--- GIVEN INFORMATION Enclosed Below ---

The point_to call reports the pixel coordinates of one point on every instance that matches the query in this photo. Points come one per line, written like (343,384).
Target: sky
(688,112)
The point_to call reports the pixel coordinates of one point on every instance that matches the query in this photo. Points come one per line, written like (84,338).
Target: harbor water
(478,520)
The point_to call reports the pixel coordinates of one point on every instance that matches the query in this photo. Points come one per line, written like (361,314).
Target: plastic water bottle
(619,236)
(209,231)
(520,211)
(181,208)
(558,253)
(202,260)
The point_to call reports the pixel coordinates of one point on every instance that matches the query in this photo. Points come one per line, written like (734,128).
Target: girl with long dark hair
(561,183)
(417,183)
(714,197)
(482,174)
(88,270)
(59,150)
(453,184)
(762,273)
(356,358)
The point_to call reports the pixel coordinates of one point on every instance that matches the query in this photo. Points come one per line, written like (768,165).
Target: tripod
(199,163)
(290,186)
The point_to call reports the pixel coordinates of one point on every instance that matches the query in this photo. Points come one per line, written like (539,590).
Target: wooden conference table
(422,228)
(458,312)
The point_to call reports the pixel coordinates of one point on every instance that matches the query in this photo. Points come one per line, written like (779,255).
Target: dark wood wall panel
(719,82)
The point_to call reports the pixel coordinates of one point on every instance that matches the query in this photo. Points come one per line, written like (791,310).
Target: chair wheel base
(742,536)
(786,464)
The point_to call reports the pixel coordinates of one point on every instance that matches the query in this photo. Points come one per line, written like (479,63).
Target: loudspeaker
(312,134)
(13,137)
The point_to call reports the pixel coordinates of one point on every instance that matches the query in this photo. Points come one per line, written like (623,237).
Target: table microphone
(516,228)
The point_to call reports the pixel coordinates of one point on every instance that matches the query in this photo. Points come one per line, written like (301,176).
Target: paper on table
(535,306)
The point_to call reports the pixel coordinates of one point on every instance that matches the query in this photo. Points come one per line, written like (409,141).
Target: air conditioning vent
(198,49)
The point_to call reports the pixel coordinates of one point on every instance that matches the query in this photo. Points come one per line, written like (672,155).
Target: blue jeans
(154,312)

--- End of Enclosed GIVEN INFORMATION ---

EXERCISE -
Output the full listing again with nothing altered.

EXERCISE ANSWER -
The point_to call reports the pixel coordinates of one point on every instance that matches the query in this photo. Points come one per line, written like (343,384).
Target: sky
(688,112)
The point_to call reports the pixel coordinates of one point on every instance that matches the query in this photo. Points come one per line, written like (84,338).
Target: harbor water
(478,520)
The point_to call reports the pixel coordinates of one point on every instance that matches the query in this photo. Points come one per line, written like (361,314).
Target: plastic water bottle
(619,236)
(209,231)
(520,211)
(181,208)
(558,253)
(202,260)
The point_to call reports the pixel coordinates of one point on every instance that matches the query in this photo. Points come one per line, written like (734,128).
Target: girl with long dark hair
(561,183)
(417,183)
(714,197)
(482,174)
(88,270)
(59,150)
(453,184)
(762,273)
(356,358)
The point_to call reports the pixel coordinates of one point on every instance that matches the query in this photo. Points come one per line, written like (768,165).
Target: tripod
(199,163)
(290,186)
The point_to call reports the pixel coordinates of one point on every instance that matches the query in this photo. Points come one per line, written like (539,590).
Target: wooden conference table
(422,228)
(458,312)
The point_to call reports the pixel coordinates of one point on every instance that matches the query in this photo. Points come one per line, written like (779,255).
Target: dark wood wall panel
(719,82)
The point_to call reports the pixel coordinates of one point on every instance that matches the query in this photo. Points come one per line, written like (791,310).
Target: chair wheel base
(742,536)
(786,464)
The point_to call reports the pixel coordinates of one point on every instance that matches the query in this photo. Points come one per line, written like (479,63).
Target: loudspeaker
(312,134)
(13,137)
The point_to call reports the pixel coordinates of one point on every instance that matches the query in this photo. Points come one per line, written like (623,237).
Target: table microphone
(516,228)
The point_to call reports the pixel coordinates of one point on every instance that matches the query in this photo. Points come one per line, written like (301,176).
Target: paper on table
(535,306)
The point_to call reports the pixel coordinates of one point on every instance that matches the query in this photo. Points come one per line, written like (409,141).
Target: air conditioning vent
(198,49)
The point_to call reports the pixel coordinates of one point on every instance that matches the query in this photo. Points come one per line, written like (672,155).
Target: blue jeans
(154,312)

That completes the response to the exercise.